__ACTIVITIES__
A: According to the forum post on membranes and osmotic pressure, in which direction does water flow between two compartments separated by a semi-permeable membrane?
B: Rewrite the forum post on membranes and osmotic pressure between "The whole thing" and "efficiency, it's simplicity.", inclusive, swapping "simplicity" for "robustness".

__DOCUMENT SECTION__

::::::::::

Originally Posted by
GTCethos
To be perfectly clear “random crap” as so elegantly put by a participant is ambiguous and not accurate. At some level, some sort of order must be considered unless we are only talking about nonsense. If you look at all life relative proteins they are non racemic favoring the levo-rotary configuration (that is just basic organization #1).
Again I must ask what membrane and what protein?
Unfortunately we are not talking about simple saline solutions or the like. In Biochemistry many of the proteins promote the movements of material in and out of a specific membrane ( the cell membrane). If it was by simple osmotic action why use a protein at all? And you could build a adequate model of a living cell using a simpler non organic membrane.
Membrane proteins perform a variety of functions vital to the survival of organisms:
[3]
in the model
the polymerizing molecules can be anything.
Aminoacids, non aminoacids, levo dextro etc etc etc....
This is a desirable property, since the first "cell" would be restricted in using what's naturally available.
About osmotic pressure. The nature of the molecules doesn't matter. It can be anything.
salts, proteins, sugars, lipids etc.....
When you have two compartments separated by a semi-permeable membrane.
With different concentration of molecules, then water flows from the least concentrated to the most concentrated.
In an attempt to equalise concentration.
We don't talk about membrane proteins/polymers. Just free floating polymers.
Proteins/polymers are used for the osmotic pressure because it's extremely simple.
The whole thing is simultaneously very simple and capable of evolving. (if you take the model at face value)
The desirable property here, is not efficiency, it's simplicity.
Membrane proteins for increasing the osmotic pressure is too complicated.
The proteins need to have a certain configuration. They have parts that must be hydrophyle and parts that are hydrophobe.
These proteins float, with there hydrophobe parts inside the membrane and their hydrophile parts in the water.
They need to be able to force a molecule or ion, to go through the membrane at the opposite direction of thermodynamic equilibrium. That requires the direct consumption of energy.
These proteins are hopelessly complex to be made in a prebiotic environment.
Further more, the membranes of the model are semi permeable, they let through litle molecules. Modern membranes evolved to be nearly impenetrable barriers in parallel with membrane proteins. So even if you had membrane proteins that could do the job correctly, they would be useless.
Natural selection will introduce later more and more complex machinery and adjust rotational symmetry and reduce the usable molecules to just 20 amino acids etc etc etc. The cells will gradually become "irreducibly complex". I see you are doing the "irreducibly complex" error.
Non organic membrane? You meant salts instead?

::::::::::

__Collected data entries__

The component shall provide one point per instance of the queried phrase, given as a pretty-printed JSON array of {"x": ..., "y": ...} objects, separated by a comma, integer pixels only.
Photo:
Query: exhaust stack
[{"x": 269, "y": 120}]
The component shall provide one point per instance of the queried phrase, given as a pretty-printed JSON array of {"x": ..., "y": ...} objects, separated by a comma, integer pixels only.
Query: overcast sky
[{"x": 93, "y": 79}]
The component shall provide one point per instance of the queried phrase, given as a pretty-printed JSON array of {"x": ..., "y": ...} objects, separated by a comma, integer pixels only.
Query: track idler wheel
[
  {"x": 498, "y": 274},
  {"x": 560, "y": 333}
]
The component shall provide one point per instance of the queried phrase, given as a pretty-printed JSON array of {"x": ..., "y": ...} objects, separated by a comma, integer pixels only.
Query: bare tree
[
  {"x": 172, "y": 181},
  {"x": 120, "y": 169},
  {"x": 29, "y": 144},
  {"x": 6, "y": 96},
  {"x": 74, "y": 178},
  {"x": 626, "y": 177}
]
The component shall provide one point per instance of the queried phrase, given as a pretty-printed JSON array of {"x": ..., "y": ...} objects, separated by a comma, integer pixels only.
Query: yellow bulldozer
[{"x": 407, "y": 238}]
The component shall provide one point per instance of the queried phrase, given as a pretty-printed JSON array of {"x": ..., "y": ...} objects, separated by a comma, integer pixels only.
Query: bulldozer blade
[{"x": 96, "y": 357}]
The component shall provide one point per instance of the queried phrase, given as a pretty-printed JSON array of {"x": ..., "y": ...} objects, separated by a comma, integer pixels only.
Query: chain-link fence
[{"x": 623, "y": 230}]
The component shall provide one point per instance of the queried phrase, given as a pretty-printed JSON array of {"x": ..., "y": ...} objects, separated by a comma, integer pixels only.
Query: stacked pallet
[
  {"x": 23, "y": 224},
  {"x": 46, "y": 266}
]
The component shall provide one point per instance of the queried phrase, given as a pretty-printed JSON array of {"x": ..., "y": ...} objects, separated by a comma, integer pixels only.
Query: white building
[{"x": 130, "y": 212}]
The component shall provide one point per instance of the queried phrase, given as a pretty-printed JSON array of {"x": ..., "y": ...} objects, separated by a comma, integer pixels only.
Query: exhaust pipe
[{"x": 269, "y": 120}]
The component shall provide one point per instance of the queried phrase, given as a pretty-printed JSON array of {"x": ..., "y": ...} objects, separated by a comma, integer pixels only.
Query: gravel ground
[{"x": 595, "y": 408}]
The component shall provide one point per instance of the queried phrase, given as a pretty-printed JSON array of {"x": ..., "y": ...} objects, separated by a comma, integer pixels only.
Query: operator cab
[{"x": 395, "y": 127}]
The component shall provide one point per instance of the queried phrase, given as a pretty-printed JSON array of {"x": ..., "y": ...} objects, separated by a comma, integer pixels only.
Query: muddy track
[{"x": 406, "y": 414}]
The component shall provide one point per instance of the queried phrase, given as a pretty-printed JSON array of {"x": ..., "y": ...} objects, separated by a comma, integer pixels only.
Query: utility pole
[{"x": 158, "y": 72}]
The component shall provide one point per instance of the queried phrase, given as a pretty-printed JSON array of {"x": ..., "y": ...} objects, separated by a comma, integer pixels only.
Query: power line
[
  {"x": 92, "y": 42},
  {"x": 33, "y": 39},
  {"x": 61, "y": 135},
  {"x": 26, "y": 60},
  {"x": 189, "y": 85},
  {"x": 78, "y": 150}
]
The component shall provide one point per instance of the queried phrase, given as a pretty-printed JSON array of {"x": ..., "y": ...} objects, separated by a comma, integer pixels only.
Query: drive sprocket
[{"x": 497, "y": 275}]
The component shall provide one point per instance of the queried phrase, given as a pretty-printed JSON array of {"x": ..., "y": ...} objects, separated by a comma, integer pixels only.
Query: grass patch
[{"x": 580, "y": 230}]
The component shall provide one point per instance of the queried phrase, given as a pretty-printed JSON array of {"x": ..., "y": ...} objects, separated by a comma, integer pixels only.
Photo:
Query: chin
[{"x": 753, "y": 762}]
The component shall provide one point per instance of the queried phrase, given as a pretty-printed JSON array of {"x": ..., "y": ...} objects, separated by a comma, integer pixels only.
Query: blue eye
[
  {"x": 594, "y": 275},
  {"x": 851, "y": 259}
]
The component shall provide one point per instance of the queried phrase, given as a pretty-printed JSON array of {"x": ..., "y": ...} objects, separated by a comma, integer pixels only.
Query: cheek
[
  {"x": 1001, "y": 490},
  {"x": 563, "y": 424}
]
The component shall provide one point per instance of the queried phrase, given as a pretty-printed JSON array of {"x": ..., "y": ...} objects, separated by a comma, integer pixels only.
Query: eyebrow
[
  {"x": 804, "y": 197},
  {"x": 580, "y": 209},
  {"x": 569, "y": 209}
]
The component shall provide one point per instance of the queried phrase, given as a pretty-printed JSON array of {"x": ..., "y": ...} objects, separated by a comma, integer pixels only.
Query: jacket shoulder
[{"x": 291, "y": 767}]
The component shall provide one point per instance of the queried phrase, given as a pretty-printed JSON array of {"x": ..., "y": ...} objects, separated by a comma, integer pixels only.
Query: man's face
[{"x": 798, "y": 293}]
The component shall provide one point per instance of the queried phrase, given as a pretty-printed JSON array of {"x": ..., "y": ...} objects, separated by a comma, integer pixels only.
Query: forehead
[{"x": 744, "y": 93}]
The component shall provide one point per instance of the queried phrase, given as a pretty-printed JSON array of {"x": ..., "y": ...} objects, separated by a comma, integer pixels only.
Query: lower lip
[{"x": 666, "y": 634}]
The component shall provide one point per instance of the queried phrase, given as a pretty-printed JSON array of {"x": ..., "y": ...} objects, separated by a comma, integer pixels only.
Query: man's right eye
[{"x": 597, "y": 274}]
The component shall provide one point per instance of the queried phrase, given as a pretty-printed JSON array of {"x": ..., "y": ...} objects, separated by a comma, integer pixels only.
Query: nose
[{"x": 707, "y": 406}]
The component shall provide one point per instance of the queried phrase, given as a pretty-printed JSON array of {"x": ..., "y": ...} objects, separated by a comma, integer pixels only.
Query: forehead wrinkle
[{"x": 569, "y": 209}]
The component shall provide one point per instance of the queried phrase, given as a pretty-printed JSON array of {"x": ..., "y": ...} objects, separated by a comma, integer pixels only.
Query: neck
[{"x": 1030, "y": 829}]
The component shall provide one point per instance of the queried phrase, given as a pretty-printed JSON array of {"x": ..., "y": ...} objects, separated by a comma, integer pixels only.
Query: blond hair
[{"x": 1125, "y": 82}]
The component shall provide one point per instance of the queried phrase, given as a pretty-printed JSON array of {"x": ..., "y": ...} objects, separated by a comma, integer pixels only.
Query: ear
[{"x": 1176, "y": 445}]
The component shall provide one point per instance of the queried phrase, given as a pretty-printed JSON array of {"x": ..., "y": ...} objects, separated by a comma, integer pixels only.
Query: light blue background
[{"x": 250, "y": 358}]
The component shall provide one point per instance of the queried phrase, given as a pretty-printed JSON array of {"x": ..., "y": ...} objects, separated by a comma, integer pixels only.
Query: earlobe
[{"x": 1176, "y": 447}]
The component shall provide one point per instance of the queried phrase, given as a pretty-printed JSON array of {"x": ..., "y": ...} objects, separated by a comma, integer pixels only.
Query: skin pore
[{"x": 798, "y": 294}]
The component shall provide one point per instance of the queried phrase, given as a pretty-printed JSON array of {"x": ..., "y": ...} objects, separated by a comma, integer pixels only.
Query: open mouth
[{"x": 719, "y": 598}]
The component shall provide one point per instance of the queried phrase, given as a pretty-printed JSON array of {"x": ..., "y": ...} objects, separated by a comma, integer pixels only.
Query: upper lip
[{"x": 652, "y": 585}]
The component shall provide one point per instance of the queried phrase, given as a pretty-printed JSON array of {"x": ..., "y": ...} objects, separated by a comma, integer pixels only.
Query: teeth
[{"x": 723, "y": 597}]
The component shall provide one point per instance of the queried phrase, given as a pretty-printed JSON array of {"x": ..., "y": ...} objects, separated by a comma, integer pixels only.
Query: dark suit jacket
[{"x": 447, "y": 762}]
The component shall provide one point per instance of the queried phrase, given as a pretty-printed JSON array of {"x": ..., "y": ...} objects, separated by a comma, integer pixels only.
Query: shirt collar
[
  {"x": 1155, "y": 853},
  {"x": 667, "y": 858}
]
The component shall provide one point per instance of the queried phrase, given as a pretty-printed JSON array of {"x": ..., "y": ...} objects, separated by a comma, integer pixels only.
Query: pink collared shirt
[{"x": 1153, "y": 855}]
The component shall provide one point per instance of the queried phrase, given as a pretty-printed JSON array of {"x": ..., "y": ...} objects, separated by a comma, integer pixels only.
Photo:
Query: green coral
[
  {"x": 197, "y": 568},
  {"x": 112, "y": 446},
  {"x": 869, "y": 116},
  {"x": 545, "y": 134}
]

::::::::::

__RESULTS BY TASK__
A: From the least concentrated compartment to the most concentrated one.

B:
The whole thing is simultaneously very simple and capable of evolving. (if you take the model at face value)
The desirable property here, is not efficiency, it's robustness.